• **LIST OF TASKS**:
(a) Rewrite the paragraph beginning "The current Responsible Action Protocol policy" from the article on the alcohol coalition's recommendations as a short bulleted list, keeping its main facts.
(b) Write out the stretch of the article on the alcohol coalition's recommendations from "The Community Alcohol" through "chairs the coalition.", word for word.
(c) Continue the article on the alcohol coalition's recommendations from the point where it ends.

Alcohol coalition recommends extending medical amnesty, changing Responsible Action Protocol

Tyler Pager, Campus Editor

The Community Alcohol Coalition has recommended the University reform its policy on students who receive emergency medical care for an alcohol overdose by granting them medical amnesty from disciplinary sanctions within the University’s conduct system.

The coalition submitted its recommendations last month regarding changes to Northwestern’s alcohol policy to Patricia Telles-Irvin, vice president for student affairs, and a summary of the report will be released to the wider NU community this quarter, said Dean of Students Todd Adams, who chairs the coalition.

The current Responsible Action Protocol policy only provides this medical amnesty for the student who contacts emergency officials to get help for an intoxicated student. Amnesty is only granted, however, if the aiding student follows RAP, which entails staying with the intoxicated student and cooperating with emergency and University officials. The policy states, “students will not be found responsible for alcohol- or drug -related policy violations and sanctions will not be issued.”

• **SOURCE INFORMATION**:
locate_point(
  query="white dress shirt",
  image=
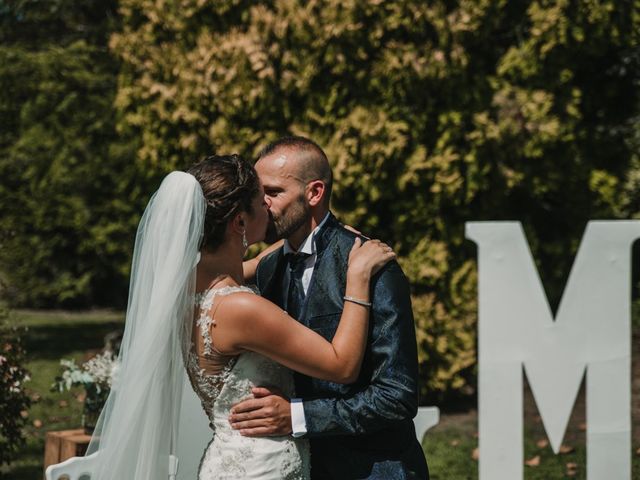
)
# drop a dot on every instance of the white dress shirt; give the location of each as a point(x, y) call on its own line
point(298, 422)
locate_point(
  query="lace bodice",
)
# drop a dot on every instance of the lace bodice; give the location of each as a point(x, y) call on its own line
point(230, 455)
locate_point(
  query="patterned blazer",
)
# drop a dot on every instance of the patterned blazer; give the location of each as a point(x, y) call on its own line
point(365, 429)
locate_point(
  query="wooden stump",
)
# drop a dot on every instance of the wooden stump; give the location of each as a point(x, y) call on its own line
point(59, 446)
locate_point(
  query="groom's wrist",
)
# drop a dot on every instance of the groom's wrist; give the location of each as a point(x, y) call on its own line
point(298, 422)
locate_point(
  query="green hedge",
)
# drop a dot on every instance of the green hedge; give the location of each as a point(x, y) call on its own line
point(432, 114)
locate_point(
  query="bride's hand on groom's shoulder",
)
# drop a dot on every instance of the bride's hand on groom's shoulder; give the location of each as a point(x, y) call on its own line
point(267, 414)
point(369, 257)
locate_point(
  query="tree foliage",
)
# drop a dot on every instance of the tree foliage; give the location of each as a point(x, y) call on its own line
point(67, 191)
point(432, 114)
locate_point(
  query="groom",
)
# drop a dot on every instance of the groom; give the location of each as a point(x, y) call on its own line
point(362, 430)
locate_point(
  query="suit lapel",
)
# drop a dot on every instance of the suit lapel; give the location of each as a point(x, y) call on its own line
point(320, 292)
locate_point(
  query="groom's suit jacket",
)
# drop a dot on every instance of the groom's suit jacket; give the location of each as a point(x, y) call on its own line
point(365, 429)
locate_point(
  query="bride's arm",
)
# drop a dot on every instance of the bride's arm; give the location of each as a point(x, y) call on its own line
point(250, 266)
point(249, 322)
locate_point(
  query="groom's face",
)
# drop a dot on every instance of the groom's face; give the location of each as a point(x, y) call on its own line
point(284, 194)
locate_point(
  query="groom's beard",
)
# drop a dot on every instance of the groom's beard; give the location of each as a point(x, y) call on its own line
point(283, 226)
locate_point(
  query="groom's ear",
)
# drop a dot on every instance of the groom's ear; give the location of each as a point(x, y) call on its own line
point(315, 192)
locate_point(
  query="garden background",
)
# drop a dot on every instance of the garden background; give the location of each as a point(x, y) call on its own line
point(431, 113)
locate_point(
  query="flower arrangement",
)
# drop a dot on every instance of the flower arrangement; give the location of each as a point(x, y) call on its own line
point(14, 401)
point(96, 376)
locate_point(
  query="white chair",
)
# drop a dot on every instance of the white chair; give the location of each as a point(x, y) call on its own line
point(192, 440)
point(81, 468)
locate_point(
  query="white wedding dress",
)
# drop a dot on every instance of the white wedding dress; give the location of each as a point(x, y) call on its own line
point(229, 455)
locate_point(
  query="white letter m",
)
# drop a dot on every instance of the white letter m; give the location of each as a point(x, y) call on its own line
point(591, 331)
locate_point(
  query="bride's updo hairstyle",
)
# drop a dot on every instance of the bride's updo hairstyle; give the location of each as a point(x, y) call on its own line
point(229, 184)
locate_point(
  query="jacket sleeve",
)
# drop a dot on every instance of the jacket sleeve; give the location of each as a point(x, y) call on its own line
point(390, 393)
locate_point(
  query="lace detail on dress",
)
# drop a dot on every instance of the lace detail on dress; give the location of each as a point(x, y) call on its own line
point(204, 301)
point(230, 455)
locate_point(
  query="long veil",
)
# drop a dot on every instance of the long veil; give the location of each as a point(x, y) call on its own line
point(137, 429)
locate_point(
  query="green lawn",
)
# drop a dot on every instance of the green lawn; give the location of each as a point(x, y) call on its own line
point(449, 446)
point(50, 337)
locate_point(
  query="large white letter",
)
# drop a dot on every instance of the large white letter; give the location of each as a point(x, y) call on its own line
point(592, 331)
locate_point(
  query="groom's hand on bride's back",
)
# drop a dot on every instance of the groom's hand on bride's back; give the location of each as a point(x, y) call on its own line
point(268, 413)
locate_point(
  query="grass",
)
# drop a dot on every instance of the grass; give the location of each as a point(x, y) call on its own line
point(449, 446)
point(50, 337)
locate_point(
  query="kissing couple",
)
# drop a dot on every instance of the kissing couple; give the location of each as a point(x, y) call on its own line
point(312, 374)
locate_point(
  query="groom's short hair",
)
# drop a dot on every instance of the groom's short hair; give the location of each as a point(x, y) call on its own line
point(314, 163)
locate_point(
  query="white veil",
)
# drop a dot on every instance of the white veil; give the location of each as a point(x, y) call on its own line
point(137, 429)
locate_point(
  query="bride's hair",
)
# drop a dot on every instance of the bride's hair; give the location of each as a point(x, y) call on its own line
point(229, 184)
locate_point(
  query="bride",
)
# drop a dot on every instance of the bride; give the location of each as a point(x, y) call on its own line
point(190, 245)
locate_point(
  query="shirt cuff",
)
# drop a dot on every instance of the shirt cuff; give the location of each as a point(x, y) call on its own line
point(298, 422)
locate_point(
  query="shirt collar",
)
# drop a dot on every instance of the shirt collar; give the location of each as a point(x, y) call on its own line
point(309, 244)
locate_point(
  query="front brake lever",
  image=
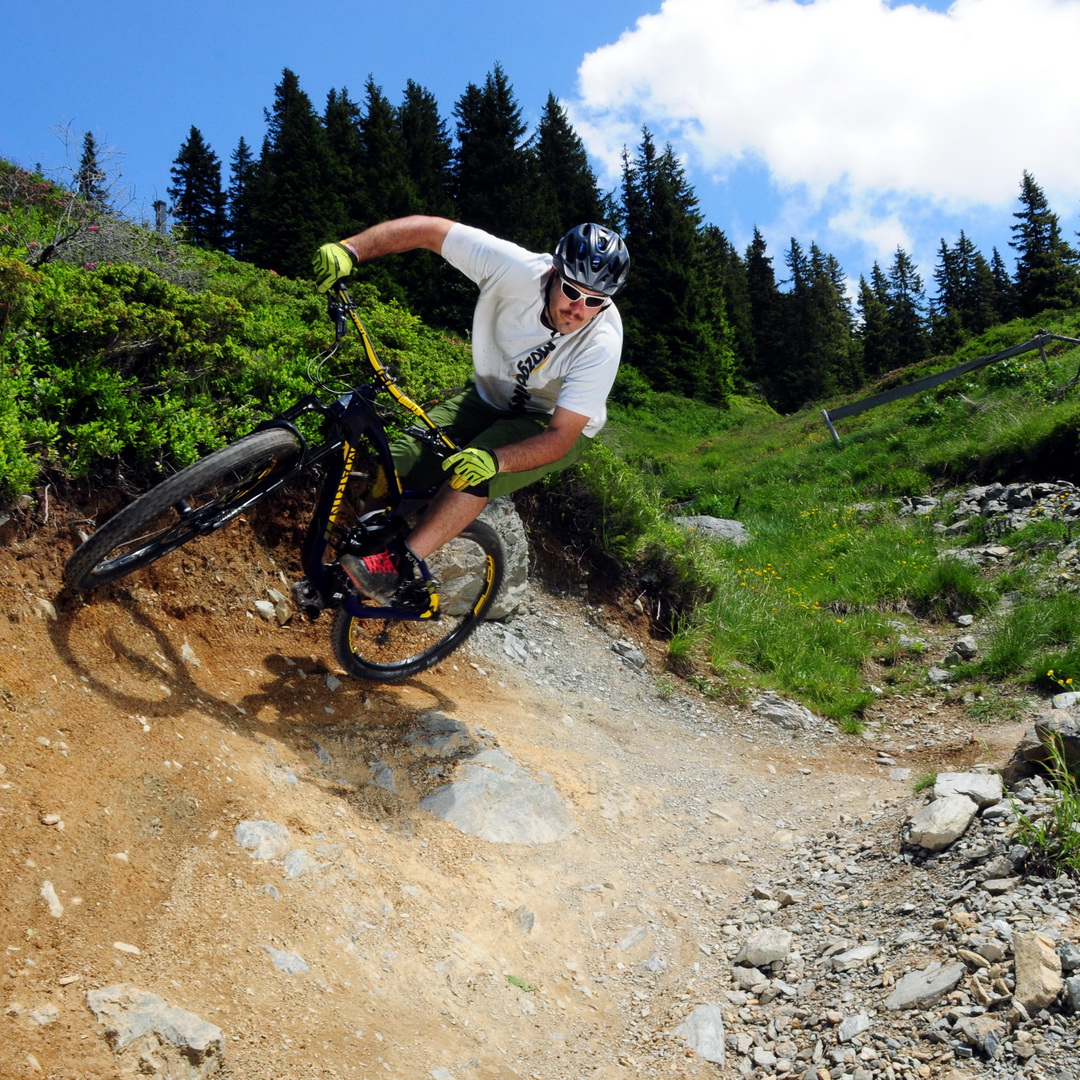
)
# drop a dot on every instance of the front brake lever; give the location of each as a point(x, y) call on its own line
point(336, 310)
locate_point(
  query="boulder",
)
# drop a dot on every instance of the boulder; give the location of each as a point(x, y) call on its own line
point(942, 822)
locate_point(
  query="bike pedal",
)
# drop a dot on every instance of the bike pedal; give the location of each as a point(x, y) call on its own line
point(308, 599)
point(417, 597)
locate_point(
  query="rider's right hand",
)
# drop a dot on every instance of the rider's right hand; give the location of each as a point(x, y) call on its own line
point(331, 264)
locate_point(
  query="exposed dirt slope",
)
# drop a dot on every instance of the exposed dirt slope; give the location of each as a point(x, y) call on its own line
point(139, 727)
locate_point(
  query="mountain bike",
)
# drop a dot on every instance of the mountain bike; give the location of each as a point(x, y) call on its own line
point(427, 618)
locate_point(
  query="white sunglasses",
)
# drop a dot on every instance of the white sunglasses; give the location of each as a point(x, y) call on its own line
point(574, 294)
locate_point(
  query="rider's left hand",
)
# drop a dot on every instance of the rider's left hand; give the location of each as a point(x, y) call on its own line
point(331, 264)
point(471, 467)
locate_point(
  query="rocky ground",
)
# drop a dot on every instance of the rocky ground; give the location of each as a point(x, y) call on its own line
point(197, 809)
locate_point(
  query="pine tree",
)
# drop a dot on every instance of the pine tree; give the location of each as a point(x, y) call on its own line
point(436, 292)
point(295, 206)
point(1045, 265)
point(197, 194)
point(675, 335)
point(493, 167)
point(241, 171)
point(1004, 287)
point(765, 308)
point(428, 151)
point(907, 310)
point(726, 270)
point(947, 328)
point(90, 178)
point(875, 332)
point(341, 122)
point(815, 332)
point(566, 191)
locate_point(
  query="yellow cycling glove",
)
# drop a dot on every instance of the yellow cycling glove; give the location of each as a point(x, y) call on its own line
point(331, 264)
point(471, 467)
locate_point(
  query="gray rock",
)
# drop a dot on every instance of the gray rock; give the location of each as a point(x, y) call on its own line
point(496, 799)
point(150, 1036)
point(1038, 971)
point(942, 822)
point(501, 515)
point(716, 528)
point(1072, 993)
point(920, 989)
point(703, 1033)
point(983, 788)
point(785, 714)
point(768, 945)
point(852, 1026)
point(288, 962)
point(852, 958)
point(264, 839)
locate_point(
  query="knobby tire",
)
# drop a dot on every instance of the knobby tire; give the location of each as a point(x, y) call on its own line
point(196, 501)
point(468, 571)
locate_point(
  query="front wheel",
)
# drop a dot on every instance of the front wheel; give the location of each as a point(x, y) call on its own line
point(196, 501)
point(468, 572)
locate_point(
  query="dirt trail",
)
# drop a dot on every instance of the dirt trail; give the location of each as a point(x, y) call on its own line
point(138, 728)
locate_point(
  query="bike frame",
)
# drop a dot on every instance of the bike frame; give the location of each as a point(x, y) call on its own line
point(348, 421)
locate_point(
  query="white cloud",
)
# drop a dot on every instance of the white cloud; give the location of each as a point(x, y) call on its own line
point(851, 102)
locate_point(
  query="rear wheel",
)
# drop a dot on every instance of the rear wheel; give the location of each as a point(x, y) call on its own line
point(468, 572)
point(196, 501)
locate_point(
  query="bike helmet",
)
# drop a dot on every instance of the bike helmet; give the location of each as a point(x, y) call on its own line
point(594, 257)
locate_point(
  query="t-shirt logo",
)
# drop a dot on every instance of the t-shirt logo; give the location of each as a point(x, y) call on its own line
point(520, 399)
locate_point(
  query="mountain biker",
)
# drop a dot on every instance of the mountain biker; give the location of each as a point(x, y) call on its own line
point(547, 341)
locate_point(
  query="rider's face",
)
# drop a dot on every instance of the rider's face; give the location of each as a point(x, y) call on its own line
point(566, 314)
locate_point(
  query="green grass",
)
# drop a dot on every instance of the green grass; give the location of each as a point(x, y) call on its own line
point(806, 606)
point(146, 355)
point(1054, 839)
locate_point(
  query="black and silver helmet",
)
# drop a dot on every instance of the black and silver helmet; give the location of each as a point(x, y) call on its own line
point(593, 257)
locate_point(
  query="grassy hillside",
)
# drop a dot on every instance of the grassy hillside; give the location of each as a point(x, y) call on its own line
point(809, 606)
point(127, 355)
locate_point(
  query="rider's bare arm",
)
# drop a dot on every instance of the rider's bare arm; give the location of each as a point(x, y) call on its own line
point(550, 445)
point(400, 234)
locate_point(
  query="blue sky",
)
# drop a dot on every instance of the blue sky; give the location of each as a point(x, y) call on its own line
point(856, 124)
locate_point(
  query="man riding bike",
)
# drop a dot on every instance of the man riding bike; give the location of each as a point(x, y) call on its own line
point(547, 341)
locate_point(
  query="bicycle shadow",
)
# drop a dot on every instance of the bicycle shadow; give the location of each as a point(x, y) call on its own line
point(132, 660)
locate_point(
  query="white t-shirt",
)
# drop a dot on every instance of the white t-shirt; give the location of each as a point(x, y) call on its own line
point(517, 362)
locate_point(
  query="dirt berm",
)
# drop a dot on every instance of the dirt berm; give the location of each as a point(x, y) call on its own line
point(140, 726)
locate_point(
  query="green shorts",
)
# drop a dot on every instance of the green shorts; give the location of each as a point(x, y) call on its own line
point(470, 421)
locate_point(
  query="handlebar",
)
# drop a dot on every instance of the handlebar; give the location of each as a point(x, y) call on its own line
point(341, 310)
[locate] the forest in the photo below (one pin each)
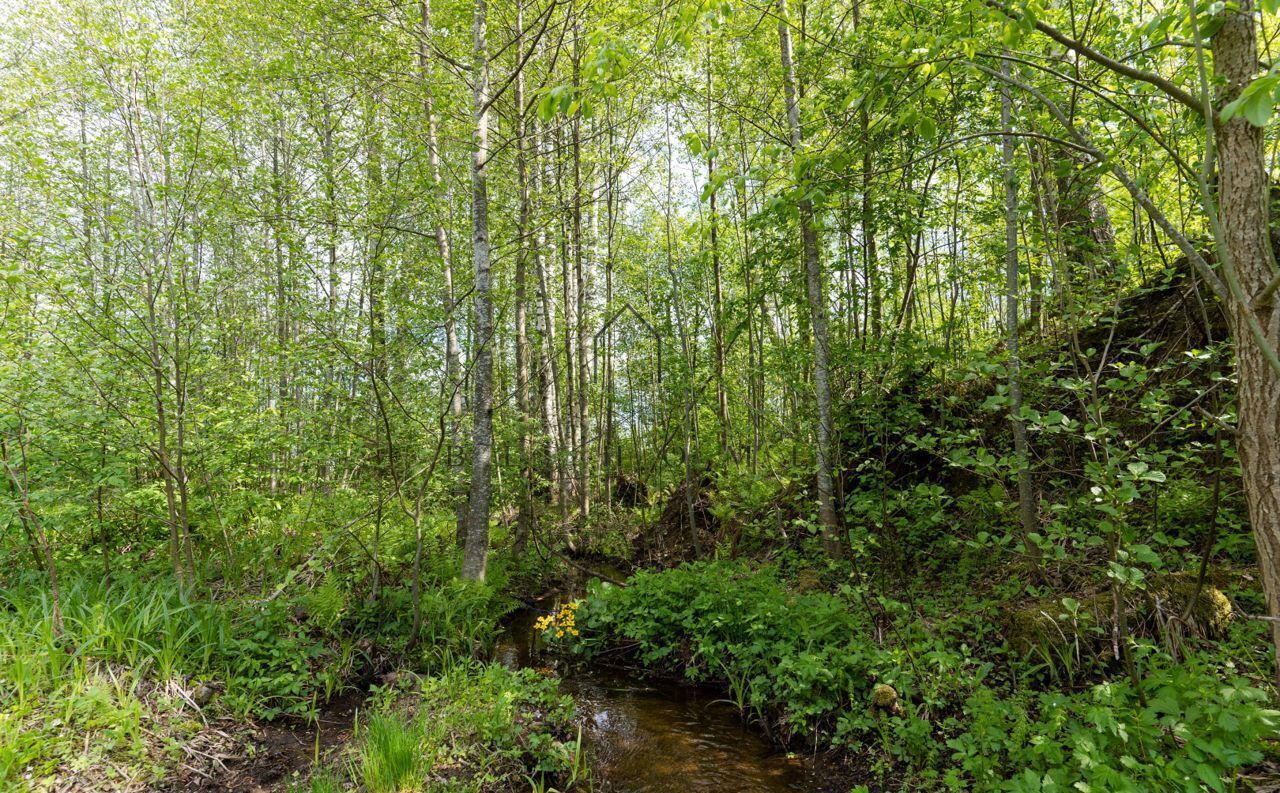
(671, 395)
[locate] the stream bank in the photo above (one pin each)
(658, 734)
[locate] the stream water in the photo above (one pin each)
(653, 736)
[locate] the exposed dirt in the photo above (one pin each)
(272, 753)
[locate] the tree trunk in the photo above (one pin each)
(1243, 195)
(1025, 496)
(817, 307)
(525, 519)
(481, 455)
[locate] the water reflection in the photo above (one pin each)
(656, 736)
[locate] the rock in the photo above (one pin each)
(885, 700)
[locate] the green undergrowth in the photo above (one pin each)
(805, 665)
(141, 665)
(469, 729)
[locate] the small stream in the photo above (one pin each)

• **ANSWERS GIVEN**:
(a)
- Under the current Responsible Action Protocol (RAP) policy, medical amnesty applies only to the student who calls emergency officials to help an intoxicated student.
- That aiding student receives amnesty only by following RAP: staying with the intoxicated student and cooperating with emergency and University officials.
- Under the policy, such students are not found responsible for alcohol- or drug-related policy violations, and no sanctions are issued.

(b)
The Community Alcohol Coalition has recommended the University reform its policy on students who receive emergency medical care for an alcohol overdose by granting them medical amnesty from disciplinary sanctions within the University’s conduct system.

The coalition submitted its recommendations last month regarding changes to Northwestern’s alcohol policy to Patricia Telles-Irvin, vice president for student affairs, and a summary of the report will be released to the wider NU community this quarter, said Dean of Students Todd Adams, who chairs the coalition.

(c)
Students for Sensible Drug Policy launched a petition last week calling for the expansion of medical amnesty to students for overdoses on both alcohol and other illicit drugs. Members of SSDP said they were supportive of the coalition’s recommendations on alcohol, but don’t think they go far enough.

“Underage drinking is still illegal so we should still be providing immunity to any other illicit activity,” said SSDP co-director Caroline Naughton. “Just because it’s not alcohol, that doesn’t mean it’s not a concern.”

Anna DiStefano, the treasurer of SSDP, was added to the Community Alcohol Coalition last quarter. She said the group’s petition is in line with the coalition’s recommendations, but asks for them to be expanded.

“We want students to know the petition is in support of a completely comprehensive medical amnesty policy, which, although the formal recommendation is fantastic, it’s not all encompassing,” the Weinberg sophomore said. “We believe there would be some impact from widening the range.”

Adams said he was glad to see students bringing forward ideas about the alcohol policy.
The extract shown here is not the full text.